* **Written problem a**
Copy the records between the line holding "outline --target=white cloud" and the line holding "[[[0,193],[0,214],[5,213],[14,205],[14,201],[3,193]]]", inclusive.

* **Passage given**
----------------

Teaching Idea: As a class, students discuss major religious events in Australian history. Concluding the discussion, students are required to order laminated cards onto a large timeline on the wall of the classroom. Students take turns to come up and decide when the event occurred. In small groups students are assigned a religion and are required to research the basics of the traditions and belief systems of that religion and its manifestation within Australia. Each group is given an area of the classroom wall and is required to create an aesthetically appealing information board on their religion, including at least one graph or chart.

Assessment Task: Teacher assesses students based on the information displayed on their boards as well as student understanding of where major events are placed on the religious timeline. If the teacher feels like assessing the boards as a whole has given him/her an unsatisfactory reading of the understanding of individual students, the teacher should ask students to explain to him/her the different features of the board in their own words.

----------------

* **Written problem b**
Answer these questions from the lesson plan:
(i) What do students order onto a large timeline on the classroom wall?
(ii) What must each group's information board include at least one of?
(iii) What should the teacher ask students to do if assessing the boards as a whole gives an unsatisfactory reading of individual understanding?

----------------

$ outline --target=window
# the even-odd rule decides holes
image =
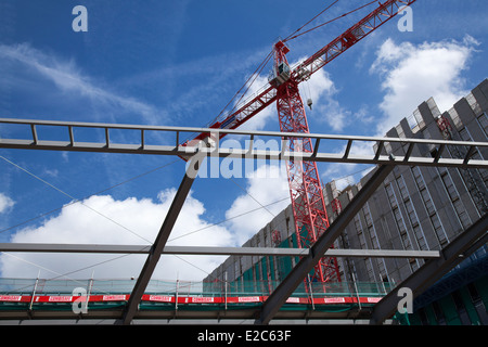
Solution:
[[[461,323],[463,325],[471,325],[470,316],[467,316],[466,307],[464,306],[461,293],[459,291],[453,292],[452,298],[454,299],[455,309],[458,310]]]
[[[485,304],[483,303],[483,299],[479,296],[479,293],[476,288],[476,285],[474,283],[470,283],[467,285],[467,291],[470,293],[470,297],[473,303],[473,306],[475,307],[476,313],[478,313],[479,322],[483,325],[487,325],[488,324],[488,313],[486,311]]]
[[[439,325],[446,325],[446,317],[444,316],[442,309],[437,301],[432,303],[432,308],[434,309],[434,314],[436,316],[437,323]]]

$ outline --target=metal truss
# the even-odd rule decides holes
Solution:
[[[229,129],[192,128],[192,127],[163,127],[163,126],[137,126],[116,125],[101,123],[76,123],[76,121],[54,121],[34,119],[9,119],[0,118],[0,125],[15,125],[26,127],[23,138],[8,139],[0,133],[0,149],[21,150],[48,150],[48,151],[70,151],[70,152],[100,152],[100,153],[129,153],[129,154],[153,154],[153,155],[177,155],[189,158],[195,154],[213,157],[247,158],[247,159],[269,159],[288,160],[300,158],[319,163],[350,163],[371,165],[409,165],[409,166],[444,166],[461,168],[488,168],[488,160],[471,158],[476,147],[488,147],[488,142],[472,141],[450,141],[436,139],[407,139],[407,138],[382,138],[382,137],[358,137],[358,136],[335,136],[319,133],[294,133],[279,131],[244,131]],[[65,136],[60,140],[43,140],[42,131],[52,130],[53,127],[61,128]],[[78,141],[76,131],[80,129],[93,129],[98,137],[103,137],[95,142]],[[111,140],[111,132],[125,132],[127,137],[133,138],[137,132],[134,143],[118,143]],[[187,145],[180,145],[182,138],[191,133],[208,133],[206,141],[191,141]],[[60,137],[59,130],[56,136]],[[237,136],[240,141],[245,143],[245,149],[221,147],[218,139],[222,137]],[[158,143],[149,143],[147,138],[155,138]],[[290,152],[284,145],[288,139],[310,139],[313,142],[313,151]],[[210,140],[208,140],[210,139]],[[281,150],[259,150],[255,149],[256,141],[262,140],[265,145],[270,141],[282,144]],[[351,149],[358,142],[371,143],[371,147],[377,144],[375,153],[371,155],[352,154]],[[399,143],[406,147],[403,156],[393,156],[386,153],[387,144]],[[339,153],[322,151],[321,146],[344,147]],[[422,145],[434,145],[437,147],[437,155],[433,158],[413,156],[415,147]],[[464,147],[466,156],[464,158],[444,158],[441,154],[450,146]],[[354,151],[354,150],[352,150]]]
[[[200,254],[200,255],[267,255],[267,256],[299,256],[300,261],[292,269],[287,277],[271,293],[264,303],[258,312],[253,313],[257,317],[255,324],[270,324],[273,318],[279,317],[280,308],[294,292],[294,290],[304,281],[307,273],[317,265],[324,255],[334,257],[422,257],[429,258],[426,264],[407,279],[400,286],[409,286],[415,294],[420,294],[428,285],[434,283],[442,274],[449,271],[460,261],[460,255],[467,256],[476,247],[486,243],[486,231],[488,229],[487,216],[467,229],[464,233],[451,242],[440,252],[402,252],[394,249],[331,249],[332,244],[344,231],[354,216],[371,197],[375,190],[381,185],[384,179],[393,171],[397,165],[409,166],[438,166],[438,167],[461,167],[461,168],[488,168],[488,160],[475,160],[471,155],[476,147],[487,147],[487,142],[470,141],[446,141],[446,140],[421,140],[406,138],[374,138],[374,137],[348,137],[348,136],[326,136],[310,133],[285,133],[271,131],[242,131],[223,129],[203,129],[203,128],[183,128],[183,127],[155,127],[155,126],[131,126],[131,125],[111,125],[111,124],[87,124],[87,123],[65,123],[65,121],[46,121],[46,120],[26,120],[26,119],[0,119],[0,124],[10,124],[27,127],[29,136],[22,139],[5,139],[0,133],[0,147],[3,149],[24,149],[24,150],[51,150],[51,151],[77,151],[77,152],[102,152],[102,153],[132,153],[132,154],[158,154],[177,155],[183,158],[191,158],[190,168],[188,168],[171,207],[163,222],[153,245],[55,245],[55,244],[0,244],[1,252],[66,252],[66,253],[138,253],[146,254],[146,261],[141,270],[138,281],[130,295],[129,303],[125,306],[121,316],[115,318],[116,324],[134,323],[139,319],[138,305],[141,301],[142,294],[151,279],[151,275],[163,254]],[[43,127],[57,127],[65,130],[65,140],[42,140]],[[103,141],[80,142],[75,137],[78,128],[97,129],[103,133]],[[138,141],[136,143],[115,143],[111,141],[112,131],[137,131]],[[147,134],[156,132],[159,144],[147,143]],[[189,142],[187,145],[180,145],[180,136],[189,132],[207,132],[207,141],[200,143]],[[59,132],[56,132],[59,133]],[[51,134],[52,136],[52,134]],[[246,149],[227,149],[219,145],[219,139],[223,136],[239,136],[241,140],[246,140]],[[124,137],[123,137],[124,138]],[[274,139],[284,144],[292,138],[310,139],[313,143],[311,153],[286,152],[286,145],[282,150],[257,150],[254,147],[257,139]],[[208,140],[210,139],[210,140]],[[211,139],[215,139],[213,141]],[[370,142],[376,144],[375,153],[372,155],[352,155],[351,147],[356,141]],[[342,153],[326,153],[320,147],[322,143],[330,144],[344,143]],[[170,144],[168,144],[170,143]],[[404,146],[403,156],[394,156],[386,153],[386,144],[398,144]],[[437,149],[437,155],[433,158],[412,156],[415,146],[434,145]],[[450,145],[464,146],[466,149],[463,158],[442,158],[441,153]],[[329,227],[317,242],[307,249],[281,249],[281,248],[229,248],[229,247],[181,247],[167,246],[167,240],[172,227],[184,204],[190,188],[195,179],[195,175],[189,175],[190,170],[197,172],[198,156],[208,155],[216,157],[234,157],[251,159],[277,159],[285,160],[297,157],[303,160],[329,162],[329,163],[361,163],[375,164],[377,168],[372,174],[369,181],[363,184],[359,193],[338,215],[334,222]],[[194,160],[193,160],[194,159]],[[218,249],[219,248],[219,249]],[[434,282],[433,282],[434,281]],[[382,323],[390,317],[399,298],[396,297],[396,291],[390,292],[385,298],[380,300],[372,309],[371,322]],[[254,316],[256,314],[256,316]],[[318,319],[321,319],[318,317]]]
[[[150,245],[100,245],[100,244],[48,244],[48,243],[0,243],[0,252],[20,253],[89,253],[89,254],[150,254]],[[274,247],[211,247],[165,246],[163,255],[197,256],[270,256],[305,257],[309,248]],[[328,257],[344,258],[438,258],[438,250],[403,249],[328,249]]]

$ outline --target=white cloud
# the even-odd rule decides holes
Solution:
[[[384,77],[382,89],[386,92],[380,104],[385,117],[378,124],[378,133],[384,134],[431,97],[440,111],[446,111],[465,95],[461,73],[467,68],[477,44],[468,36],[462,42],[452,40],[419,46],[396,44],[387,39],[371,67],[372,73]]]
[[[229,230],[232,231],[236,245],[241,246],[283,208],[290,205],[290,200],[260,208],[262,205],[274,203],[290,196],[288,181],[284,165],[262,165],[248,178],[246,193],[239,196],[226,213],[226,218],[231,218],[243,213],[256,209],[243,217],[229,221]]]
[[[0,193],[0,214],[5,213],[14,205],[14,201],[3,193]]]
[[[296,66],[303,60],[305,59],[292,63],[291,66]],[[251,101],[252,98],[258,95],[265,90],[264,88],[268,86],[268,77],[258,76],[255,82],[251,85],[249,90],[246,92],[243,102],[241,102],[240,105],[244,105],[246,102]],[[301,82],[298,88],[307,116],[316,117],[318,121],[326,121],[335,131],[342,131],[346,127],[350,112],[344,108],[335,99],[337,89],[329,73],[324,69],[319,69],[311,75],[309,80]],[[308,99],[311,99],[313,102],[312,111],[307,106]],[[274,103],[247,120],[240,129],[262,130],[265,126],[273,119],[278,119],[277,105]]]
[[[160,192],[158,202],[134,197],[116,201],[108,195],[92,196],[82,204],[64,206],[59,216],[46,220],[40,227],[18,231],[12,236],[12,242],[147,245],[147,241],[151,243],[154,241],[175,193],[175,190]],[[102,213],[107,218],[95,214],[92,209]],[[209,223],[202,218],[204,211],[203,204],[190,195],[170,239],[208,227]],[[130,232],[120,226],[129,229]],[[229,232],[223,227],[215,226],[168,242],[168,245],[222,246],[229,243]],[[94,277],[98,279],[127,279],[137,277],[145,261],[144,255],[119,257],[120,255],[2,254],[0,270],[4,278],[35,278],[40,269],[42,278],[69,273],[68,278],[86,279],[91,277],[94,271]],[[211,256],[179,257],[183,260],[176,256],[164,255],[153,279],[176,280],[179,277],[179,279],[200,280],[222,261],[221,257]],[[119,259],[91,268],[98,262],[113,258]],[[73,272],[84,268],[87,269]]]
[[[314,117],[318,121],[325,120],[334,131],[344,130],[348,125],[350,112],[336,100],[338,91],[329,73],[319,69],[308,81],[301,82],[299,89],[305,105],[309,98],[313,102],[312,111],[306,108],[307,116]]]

----------------

* **Complete response a**
$ outline --target=white cloud
# the even-odd rule decides holes
Solution:
[[[384,77],[382,89],[386,92],[380,104],[385,117],[378,124],[378,133],[384,134],[431,97],[440,111],[446,111],[465,95],[461,73],[467,68],[477,44],[468,36],[462,42],[452,40],[419,46],[396,44],[387,39],[371,67],[372,73]]]
[[[229,230],[232,231],[236,245],[241,246],[283,208],[290,205],[290,200],[260,208],[262,205],[274,203],[290,196],[288,181],[284,165],[262,165],[248,178],[246,193],[239,196],[226,213],[226,218],[231,218],[243,213],[256,209],[243,217],[229,221]]]
[[[0,193],[0,214],[5,213],[14,205],[14,201],[3,193]]]

* **Complete response b**
(i) Laminated cards.
(ii) A graph or chart.
(iii) Explain the different features of the board in their own words.